■ DOCUMENT SECTION ■
========================================================================

2. In seeking judicial review of the Board's decision that denied him relief in an alleged age discrimination case, Section 7703(b)(2) of Title 5, United States Code, further provides that plaintiff shall file his lawsuit "under * * * section 15(c) of the Age Discrimination in Employment Act of 1967 (29 U.S.C. 633a(c))".[3] Unlike Title VII of the Civil Rights Act of 1964, as amended, which specifically provides that the only proper defendant in an action brought by a federal employee against his employer for alleged race or sex discrimination is the head of the agency employing the plaintiff,[4]*113 the Age Discrimination In Employment Act (ADEA) does not specify who the proper defendant is in an action brought under that statute.
Nevertheless, this Court concludes that guidance on the resolution of this issue should be derived from Title VII's explicit pronouncement on the identity of the proper defendant in an alleged discrimination case brought under Title VII. "Because Title VII shares with ADEA a common purpose, i.e., elimination of discrimination in the workplace [and] because the statutory schemes are similar * * * both [the Fifth Circuit Court of Appeals] and the Supreme Court have considered cases arising under one statute to have value as precedent for cases arising under the other." Coke v. General Adjustment Bureau, Inc., 640 F.2d 584, 587 (5th Cir. 1981) (en banc). Accord, e.g., Oscar Mayer and Company, et al. v. Evans, 441 U.S. 750, 756-58, 99 S.Ct. 2066, 2071-72, 60 L.Ed.2d 609 (1979); Purtill v. Harris, 658 F.2d 134, 137 (3rd Cir. 1981), certiorari pending; Schulz v. Hickok Manufacturing Company, Inc., 358 F.Supp. 1208, 1212 n.2 (N.D.Ga.1973) (Freeman, J.) ("[b]ecause of the similarities between the Age Discrimination in Employment Act and Title VII of the Civil Rights Act of 1964 * * analogies to Title VII cases are often helpful in age discrimination cases.")
Under the analogy to Title VII, it is, therefore, also clear that Ms. Goodwin is not a proper party to this lawsuit because she is not the head of the agency that took the personnel action affecting the plaintiff.

========================================================================

■ SUPPLIED RECORDS ■

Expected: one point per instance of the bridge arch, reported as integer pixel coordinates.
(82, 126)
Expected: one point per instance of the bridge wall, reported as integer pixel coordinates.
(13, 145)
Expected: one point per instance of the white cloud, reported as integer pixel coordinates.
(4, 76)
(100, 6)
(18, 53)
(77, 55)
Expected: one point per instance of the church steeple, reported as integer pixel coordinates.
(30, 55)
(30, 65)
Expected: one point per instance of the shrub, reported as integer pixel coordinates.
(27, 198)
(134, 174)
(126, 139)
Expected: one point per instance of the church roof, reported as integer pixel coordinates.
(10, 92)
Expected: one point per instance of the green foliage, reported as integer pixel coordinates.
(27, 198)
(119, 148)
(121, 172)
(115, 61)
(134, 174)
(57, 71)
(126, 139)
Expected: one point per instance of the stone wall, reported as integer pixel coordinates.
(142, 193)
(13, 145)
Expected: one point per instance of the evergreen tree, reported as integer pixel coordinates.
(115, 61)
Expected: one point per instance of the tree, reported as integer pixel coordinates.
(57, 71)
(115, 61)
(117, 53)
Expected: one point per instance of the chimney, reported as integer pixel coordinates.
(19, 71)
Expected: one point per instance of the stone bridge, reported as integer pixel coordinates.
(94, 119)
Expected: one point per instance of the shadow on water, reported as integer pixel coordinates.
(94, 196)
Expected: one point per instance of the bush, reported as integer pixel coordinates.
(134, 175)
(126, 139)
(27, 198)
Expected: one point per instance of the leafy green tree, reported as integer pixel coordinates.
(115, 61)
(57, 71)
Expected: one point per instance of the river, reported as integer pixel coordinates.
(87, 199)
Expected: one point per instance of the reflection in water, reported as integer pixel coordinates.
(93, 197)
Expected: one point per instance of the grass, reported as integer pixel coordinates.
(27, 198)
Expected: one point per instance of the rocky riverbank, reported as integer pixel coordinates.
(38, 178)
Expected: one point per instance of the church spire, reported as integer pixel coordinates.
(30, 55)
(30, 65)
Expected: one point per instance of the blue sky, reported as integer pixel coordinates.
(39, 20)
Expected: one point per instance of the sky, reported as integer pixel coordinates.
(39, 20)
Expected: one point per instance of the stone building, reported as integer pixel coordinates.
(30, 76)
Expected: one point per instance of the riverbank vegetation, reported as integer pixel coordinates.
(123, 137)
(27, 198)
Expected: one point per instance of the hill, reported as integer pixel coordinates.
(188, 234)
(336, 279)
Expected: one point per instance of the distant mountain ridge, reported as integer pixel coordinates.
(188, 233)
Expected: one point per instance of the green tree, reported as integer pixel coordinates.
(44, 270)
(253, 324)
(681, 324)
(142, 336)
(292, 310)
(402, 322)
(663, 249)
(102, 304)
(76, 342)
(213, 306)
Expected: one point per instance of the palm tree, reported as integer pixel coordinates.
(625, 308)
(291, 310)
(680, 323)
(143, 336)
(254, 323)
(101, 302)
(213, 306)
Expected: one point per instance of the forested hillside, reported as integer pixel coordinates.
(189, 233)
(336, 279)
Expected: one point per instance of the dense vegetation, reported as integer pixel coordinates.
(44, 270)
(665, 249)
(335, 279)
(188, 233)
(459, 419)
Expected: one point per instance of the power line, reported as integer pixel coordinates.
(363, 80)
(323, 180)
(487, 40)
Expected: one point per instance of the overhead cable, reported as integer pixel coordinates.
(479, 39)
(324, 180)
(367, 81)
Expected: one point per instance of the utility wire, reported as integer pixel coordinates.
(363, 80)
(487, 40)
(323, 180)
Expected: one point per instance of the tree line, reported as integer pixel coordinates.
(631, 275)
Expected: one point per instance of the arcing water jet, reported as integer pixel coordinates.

========================================================================

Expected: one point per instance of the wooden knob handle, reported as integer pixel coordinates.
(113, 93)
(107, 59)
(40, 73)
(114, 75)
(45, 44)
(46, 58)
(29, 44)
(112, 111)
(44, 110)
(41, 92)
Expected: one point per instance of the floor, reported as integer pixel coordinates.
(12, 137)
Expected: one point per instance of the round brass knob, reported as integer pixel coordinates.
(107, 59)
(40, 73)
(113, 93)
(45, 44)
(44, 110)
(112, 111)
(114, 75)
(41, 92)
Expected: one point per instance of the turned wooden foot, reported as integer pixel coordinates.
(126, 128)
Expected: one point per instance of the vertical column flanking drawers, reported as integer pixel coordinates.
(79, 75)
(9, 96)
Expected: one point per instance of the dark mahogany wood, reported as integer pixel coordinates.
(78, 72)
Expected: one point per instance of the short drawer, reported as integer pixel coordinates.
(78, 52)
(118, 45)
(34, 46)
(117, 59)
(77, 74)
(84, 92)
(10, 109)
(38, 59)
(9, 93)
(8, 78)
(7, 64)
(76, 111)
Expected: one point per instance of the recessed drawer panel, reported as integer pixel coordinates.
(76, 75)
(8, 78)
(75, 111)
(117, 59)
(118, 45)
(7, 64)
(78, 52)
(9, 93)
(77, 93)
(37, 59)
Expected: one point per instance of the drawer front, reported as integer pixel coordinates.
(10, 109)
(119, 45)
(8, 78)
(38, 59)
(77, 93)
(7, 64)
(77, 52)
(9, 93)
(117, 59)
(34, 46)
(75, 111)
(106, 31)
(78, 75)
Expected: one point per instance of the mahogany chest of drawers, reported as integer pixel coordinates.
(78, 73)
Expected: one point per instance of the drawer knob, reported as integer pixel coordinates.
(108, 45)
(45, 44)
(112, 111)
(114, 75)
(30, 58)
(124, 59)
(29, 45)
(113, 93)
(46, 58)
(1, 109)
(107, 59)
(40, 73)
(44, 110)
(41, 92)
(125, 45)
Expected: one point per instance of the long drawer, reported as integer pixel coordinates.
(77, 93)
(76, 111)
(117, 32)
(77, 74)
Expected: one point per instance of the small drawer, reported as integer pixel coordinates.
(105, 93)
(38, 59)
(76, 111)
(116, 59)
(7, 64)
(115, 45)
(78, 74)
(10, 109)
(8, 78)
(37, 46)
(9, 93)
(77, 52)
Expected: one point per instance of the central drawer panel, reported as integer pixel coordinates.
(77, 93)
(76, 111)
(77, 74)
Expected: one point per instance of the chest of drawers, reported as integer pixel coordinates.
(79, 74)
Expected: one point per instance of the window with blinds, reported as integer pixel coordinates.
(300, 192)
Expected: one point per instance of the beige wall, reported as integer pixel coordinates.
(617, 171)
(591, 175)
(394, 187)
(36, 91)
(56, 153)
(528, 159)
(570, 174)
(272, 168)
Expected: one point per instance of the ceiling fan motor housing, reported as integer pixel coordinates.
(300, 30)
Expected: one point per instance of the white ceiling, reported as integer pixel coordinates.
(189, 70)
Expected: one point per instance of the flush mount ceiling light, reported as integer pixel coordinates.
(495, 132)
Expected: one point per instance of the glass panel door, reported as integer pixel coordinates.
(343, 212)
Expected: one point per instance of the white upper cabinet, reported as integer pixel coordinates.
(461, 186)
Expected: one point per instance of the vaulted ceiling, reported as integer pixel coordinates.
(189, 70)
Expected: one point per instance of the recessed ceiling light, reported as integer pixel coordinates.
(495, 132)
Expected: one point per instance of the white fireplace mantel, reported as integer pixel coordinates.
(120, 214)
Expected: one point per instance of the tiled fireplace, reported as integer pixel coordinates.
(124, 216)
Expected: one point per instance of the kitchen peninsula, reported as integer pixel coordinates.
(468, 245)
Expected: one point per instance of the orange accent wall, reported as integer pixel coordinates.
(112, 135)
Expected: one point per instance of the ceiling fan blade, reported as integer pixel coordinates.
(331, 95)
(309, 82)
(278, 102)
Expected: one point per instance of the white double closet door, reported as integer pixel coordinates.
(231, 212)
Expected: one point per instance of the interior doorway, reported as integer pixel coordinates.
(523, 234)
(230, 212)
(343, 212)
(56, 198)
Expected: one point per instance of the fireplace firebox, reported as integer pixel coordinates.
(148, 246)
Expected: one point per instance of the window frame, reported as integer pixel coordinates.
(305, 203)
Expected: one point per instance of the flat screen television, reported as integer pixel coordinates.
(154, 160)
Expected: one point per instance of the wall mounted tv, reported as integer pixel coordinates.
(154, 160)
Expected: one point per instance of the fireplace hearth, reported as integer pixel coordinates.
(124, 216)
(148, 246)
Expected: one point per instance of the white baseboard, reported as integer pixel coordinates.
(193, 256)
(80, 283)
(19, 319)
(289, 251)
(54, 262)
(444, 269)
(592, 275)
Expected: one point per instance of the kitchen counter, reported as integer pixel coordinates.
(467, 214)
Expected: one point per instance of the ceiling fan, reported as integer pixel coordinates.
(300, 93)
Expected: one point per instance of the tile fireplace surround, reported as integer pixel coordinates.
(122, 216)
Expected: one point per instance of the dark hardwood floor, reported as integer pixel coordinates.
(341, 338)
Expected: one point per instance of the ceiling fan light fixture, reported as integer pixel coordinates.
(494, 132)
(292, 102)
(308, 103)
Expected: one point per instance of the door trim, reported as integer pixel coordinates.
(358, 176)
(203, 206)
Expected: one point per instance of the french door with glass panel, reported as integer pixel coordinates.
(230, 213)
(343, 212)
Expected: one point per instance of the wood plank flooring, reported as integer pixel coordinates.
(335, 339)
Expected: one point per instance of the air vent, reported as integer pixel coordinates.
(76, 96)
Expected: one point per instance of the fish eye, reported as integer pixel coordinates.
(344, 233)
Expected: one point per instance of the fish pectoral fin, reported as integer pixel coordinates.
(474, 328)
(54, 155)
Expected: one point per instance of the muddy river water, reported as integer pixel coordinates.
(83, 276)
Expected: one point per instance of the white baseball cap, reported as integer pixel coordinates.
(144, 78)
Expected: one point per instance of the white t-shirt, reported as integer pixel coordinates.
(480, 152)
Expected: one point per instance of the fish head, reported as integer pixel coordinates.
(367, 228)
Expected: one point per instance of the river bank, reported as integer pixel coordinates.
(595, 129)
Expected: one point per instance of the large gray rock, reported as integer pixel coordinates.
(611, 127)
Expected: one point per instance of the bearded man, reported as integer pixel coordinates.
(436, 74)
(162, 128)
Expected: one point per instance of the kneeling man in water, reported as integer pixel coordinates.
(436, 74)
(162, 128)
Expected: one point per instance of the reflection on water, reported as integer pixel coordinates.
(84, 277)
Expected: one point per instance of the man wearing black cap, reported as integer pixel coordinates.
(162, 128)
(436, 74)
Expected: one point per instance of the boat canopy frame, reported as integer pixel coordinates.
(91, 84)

========================================================================

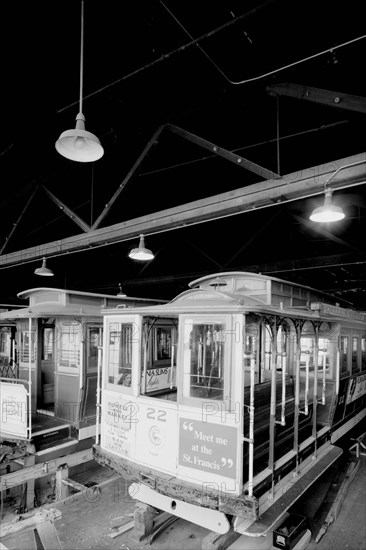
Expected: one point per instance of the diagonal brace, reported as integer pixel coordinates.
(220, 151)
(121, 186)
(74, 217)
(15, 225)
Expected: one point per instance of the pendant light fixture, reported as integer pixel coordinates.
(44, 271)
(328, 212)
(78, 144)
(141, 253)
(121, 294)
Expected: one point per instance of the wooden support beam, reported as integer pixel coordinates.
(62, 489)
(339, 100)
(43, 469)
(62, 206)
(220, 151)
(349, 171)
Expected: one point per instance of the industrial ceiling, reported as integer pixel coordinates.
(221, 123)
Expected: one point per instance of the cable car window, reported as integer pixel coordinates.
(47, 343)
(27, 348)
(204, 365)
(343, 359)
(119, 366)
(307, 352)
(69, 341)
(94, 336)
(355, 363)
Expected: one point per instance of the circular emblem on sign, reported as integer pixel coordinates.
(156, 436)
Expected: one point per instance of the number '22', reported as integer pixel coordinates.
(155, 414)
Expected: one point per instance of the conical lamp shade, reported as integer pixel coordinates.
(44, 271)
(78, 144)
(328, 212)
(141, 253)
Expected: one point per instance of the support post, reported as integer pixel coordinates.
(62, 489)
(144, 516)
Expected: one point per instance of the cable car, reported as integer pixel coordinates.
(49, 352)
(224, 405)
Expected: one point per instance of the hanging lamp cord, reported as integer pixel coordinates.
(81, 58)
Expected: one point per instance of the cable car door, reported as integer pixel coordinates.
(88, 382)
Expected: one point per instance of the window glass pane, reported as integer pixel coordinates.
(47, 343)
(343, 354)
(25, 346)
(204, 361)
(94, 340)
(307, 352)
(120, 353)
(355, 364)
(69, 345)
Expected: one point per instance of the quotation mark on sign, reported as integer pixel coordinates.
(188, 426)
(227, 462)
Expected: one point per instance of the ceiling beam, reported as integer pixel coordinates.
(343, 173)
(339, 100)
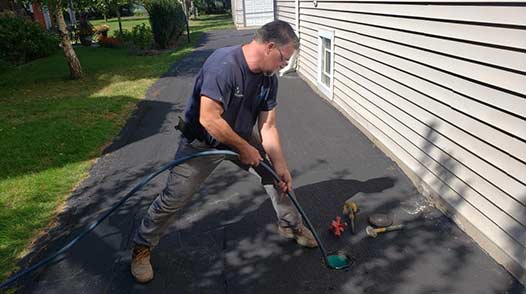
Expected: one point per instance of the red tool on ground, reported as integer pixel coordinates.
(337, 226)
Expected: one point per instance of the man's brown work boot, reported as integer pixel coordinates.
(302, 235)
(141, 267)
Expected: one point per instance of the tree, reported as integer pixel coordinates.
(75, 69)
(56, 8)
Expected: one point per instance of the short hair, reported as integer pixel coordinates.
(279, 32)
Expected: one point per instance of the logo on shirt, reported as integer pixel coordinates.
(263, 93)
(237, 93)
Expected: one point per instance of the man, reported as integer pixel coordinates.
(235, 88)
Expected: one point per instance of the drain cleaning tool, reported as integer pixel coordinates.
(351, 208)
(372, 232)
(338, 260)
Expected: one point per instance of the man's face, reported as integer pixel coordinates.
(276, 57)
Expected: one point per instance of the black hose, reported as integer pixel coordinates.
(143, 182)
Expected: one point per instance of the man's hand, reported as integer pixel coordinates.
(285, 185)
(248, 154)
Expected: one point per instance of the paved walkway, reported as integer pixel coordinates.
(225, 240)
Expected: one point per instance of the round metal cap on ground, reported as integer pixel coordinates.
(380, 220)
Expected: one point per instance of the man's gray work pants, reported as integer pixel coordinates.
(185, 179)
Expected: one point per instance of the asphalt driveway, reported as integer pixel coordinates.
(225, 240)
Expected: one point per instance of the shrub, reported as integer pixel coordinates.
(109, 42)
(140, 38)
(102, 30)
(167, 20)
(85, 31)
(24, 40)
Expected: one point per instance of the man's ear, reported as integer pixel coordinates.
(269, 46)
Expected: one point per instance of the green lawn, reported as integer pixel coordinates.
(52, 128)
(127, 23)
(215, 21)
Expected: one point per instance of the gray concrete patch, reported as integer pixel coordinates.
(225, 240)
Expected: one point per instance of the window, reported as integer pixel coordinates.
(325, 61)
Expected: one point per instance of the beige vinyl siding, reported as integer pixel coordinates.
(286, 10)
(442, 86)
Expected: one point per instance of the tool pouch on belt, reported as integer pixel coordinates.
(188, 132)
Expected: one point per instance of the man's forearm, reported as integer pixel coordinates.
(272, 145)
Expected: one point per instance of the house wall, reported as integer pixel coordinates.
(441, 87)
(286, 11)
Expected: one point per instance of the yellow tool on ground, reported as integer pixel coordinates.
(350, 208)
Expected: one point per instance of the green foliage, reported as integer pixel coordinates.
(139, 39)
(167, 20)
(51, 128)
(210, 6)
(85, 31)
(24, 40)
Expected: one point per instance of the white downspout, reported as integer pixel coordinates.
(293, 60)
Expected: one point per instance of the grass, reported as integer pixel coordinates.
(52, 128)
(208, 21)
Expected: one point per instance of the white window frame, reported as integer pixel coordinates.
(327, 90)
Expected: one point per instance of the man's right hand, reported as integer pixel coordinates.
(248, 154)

========================================================================

■ OBJECTIVE ■
According to the court opinion, who is the only proper defendant under Title VII when a federal employee sues an employer for alleged race or sex discrimination? You won't need the listing for this.

■ SOLUTION TO THE PROBLEM ■
The head of the agency employing the plaintiff.